[WHAT TO PRODUCE] Once you find the line with "POST /locate", copy it and every line after it through the end of the entries below, exactly as written.

== Segment start ==

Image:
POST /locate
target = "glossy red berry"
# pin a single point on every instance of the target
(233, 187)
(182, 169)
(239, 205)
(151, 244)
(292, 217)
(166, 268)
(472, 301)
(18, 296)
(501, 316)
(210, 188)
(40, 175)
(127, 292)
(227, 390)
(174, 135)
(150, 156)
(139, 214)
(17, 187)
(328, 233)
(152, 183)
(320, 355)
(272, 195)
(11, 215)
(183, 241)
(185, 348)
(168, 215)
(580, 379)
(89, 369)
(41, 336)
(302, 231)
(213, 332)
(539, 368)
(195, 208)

== Segment end ==

[ANSWER BELOW]
POST /locate
target = "glossy red berry"
# pin a single point on every instance of the target
(233, 187)
(182, 169)
(239, 205)
(151, 244)
(292, 217)
(166, 268)
(472, 301)
(18, 296)
(501, 316)
(210, 188)
(40, 175)
(127, 292)
(227, 390)
(174, 135)
(150, 156)
(139, 214)
(17, 187)
(328, 233)
(152, 183)
(320, 355)
(272, 195)
(11, 215)
(183, 241)
(185, 348)
(168, 215)
(580, 379)
(89, 369)
(41, 336)
(302, 231)
(213, 332)
(539, 368)
(195, 208)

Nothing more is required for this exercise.